## Excerpts from a location annotation dataset:

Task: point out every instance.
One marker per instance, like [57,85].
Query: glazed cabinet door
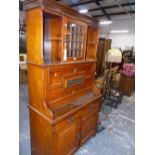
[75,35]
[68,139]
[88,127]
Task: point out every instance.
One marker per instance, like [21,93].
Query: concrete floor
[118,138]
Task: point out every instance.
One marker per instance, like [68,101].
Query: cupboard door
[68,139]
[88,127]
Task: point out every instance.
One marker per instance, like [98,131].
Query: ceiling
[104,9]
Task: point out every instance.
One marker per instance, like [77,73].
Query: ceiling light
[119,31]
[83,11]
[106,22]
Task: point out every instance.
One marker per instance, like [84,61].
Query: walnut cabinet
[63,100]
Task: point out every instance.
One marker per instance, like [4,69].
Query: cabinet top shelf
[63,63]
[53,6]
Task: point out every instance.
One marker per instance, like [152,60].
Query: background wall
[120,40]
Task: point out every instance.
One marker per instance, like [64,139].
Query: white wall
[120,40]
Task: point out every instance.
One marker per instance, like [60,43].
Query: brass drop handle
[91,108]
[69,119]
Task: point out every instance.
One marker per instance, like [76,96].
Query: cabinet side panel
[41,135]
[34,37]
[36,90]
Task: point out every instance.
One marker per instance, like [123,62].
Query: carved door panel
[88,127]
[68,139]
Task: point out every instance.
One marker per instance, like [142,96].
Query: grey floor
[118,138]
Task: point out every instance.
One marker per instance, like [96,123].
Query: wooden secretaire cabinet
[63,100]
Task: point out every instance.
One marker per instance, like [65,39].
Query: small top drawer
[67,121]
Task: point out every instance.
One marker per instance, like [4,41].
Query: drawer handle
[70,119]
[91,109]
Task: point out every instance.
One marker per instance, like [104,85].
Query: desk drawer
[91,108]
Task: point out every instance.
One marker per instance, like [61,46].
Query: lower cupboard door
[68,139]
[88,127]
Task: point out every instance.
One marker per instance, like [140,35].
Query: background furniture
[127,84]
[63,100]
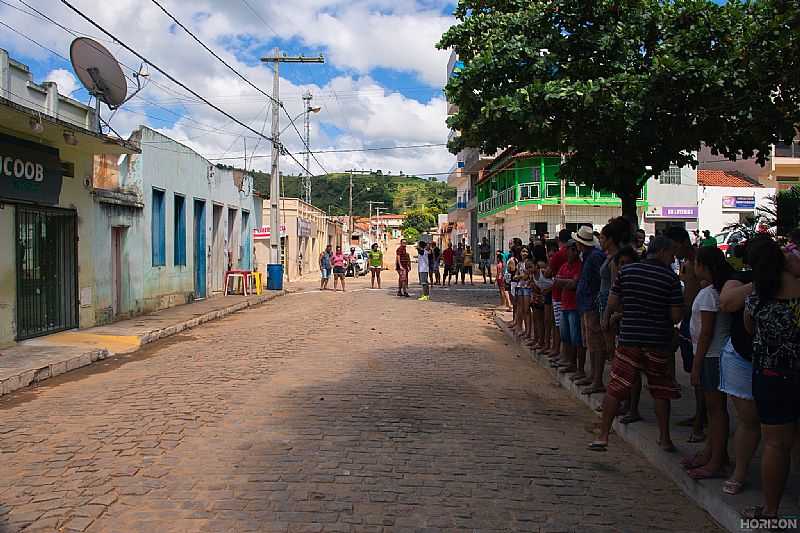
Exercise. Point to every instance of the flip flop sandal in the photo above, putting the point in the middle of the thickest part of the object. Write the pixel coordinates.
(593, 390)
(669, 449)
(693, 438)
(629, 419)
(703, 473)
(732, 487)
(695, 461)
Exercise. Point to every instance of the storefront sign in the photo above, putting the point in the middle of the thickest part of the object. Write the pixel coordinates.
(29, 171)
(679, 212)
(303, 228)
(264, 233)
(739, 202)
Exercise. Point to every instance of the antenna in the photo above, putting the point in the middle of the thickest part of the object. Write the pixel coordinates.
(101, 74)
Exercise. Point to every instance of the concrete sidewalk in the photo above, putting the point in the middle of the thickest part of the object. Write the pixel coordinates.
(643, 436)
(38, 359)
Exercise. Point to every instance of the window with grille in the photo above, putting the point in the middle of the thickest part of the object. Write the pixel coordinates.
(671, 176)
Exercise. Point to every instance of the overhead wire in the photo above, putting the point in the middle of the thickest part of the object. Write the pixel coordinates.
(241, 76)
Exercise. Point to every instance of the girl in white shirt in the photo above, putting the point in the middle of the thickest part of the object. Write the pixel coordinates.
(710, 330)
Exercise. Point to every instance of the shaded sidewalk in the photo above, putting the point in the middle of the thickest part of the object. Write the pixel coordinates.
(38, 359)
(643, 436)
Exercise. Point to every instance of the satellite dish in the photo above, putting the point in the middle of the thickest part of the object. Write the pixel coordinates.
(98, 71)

## Directive:
Copy every item above word for word, leaving out the pictures.

## The output:
Task: point out every instance.
One marker per instance, like [57,85].
Query: glazed cabinet door
[75,35]
[68,139]
[88,127]
Task: point out every instance.
One marker per instance, like [21,93].
Query: concrete floor
[118,138]
Task: point out every instance.
One marker per instance, like [68,101].
Query: cupboard door
[68,139]
[88,127]
Task: point out every instance.
One marker per instance, like [98,131].
Query: ceiling
[104,9]
Task: point out every instance.
One marker per instance, like [77,73].
Query: ceiling light
[119,31]
[83,11]
[106,22]
Task: point out every instance.
One marker per instance, like [84,61].
Query: walnut cabinet
[63,100]
Task: point out every instance.
One marker per instance, like [4,69].
Query: cabinet top shelf
[63,63]
[53,6]
Task: point out every instance.
One marker per instance, like [152,60].
Query: background wall
[120,40]
Task: point out every instance.
One marker per instance, like [64,139].
Query: white wall
[120,40]
Task: point out every instance.
One marker per instance, like [60,43].
Query: brass drop handle
[91,108]
[69,119]
Task: point out every instance.
One marker per instance, like [76,96].
Query: cabinet side panel
[41,135]
[34,37]
[36,90]
Task: point out every instance.
One marker per instance, like [123,62].
Query: carved door panel
[88,127]
[68,139]
Task: point out every instance.
One marker per instance, like [142,96].
Query: grey floor
[118,138]
Task: point out every instance.
One marker per instance, like [96,123].
Query: wooden secretaire cabinet
[63,100]
Task: point out every instance.
One marker per instance, like [65,39].
Query: small top drawer
[67,121]
Task: point out every instance.
One marker per instance, like [4,41].
Query: drawer handle
[70,119]
[91,109]
Task: point out every instance.
One marker per instance, like [104,85].
Query: desk drawer
[91,108]
Task: point out every instance.
One marker per instance, like [61,46].
Query: lower cupboard door
[68,139]
[88,127]
Task: point out every instance.
One marker per instance, like [140,35].
Query: background furniture
[127,84]
[63,100]
Exercise. Point to every instance of the flip flop sandal in the photo above, putting the point in the middle of the thickest part of the object. Write the pixel coordinates.
(593, 390)
(669, 449)
(693, 438)
(629, 419)
(703, 473)
(732, 487)
(695, 461)
Exercise. Point to every instance of the storefront sign in the photo above, putting the point in the middle of the thickest part of the object. Write the pixel coordinates.
(29, 171)
(679, 212)
(303, 228)
(264, 233)
(739, 202)
Exercise. Point to every instance of the antenna in the photo above, putting the point in the middle of the thickest part of the object. Write the pixel coordinates.
(101, 74)
Exercise. Point to every instance of the concrete sidewalk in the photo above, putting the point in the middle of the thickest part of the object. Write the pixel coordinates.
(643, 436)
(38, 359)
Exercise. Point to every instance of the window with grille in the photo above, putting the point in the middle of the thickest part of the object. Write the pixel coordinates.
(671, 176)
Exercise. Point to every instance of the overhead wire in the photo above, putting the point in the middle of the thickest part of the object. Write the pixel coordinates.
(241, 76)
Exercise. Point to every instance of the girl in white shirt in the photo above, putting the point in the middle of the thickest part of the object. Write the pixel coordinates.
(710, 330)
Exercise. Point to every instance of the shaded sidewalk in the photo above, putting the point in the middle of the thickest part of the object. Write the pixel coordinates.
(38, 359)
(643, 436)
Exercise. Point to every instance of the satellite dish in the photo above, putting the point in the middle of the thickest part of the object. Write the pixel coordinates.
(98, 71)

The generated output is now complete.